──────── Source records

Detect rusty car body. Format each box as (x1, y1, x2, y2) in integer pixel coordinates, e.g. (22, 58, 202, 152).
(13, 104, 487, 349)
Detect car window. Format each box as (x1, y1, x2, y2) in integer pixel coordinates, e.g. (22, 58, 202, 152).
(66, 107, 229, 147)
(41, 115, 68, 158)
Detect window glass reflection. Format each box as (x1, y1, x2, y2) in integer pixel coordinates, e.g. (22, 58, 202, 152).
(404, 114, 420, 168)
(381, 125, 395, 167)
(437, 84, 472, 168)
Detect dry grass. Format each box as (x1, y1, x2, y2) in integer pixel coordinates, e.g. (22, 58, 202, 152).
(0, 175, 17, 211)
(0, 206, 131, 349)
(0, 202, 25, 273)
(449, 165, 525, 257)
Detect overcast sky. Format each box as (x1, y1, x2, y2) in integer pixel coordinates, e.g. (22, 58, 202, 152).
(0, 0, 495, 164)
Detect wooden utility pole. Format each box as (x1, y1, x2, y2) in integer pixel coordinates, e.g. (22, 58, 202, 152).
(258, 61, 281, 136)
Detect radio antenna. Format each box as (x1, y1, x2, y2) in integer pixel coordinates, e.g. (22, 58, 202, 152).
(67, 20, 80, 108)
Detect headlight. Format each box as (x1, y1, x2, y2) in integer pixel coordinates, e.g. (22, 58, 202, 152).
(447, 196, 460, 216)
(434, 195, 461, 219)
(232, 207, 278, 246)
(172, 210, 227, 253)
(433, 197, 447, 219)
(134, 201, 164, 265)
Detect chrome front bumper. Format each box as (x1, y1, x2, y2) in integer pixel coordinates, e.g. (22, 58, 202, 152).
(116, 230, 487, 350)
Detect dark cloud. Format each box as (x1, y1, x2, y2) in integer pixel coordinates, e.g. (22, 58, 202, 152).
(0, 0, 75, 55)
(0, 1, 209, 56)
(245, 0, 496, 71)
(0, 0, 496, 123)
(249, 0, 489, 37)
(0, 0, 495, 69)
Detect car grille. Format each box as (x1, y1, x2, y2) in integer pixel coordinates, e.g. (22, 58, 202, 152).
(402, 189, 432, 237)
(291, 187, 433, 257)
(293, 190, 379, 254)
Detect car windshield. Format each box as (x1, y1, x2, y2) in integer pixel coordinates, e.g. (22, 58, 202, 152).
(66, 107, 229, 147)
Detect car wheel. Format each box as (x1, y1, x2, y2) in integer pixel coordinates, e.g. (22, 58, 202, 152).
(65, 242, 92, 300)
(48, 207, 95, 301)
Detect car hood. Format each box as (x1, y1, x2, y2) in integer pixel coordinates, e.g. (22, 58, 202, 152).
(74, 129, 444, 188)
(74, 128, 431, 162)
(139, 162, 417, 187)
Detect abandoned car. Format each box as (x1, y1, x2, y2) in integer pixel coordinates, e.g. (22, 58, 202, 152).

────────────────

* _Aim of the task_
Give the data again in full, keeping every line as it was.

* _Output for this exercise_
Detect rusty car body. Format each box as (x1, y1, x2, y2) in integer pixel coordinates, e.g. (22, 58, 202, 152).
(13, 104, 487, 349)
Detect car window. Format each box as (x1, y1, x2, y2) in integer pixel coordinates, e.g. (22, 58, 202, 152).
(66, 107, 229, 147)
(41, 115, 68, 158)
Detect window glass reflection. Format each box as (x1, y1, x2, y2) in integer pixel coordinates, e.g. (22, 58, 202, 152).
(404, 114, 420, 168)
(381, 125, 395, 167)
(437, 84, 472, 168)
Detect dry grass. Format each box as (x1, y1, x2, y2) in integer pixel coordinates, e.g. (22, 58, 202, 152).
(0, 175, 17, 211)
(0, 206, 131, 349)
(0, 202, 25, 273)
(449, 165, 525, 257)
Detect overcast sky. Format each box as (x1, y1, x2, y2) in integer pixel coordinates, e.g. (22, 58, 202, 152).
(0, 0, 495, 164)
Detect wooden utility pole. Format each box as (x1, y1, x2, y2) in integer pixel coordinates, e.g. (22, 58, 202, 152).
(258, 61, 281, 136)
Detect radio antenna. Format each box as (x1, y1, x2, y2) in integer pixel coordinates, e.g. (22, 58, 202, 152).
(67, 20, 80, 108)
Detect headlight. Format each box as (x1, y1, x2, y2) in integer pixel coordinates, e.g. (22, 58, 202, 152).
(447, 196, 460, 216)
(434, 195, 461, 219)
(232, 207, 278, 246)
(172, 210, 227, 253)
(433, 197, 447, 219)
(134, 201, 164, 265)
Detect chrome front bumper. Format each box as (x1, y1, x2, y2) in integer pixel coordinates, e.g. (22, 58, 202, 152).
(116, 230, 487, 350)
Detect dark cloud. Format each box as (x1, y1, x2, y2) in integer pixel coordinates, e.g. (22, 58, 202, 152).
(0, 0, 75, 55)
(0, 1, 209, 56)
(245, 0, 496, 71)
(0, 0, 496, 123)
(249, 0, 489, 37)
(0, 0, 495, 69)
Detect car grille. Format each box as (x1, y1, x2, y2) in integer pixel coordinates, e.g. (22, 58, 202, 152).
(402, 189, 432, 237)
(291, 187, 433, 257)
(293, 190, 379, 254)
Detect car windshield. Format each box as (x1, y1, x2, y2) in integer pixel coordinates, e.g. (22, 58, 202, 152).
(66, 107, 229, 147)
Detect car wheel. Format each box as (x1, y1, x2, y2) in integer pixel coordinates, e.g. (22, 58, 202, 152).
(65, 242, 92, 300)
(48, 207, 95, 301)
Detect car hood. Format each box as (x1, y1, x2, y2) in integer pixel coordinates, e.g. (22, 58, 202, 152).
(74, 129, 444, 188)
(74, 128, 431, 162)
(139, 162, 417, 187)
Detect abandoned car. Format each box as (x1, y1, x2, y2) in integer pixel coordinates, e.g. (22, 58, 202, 152).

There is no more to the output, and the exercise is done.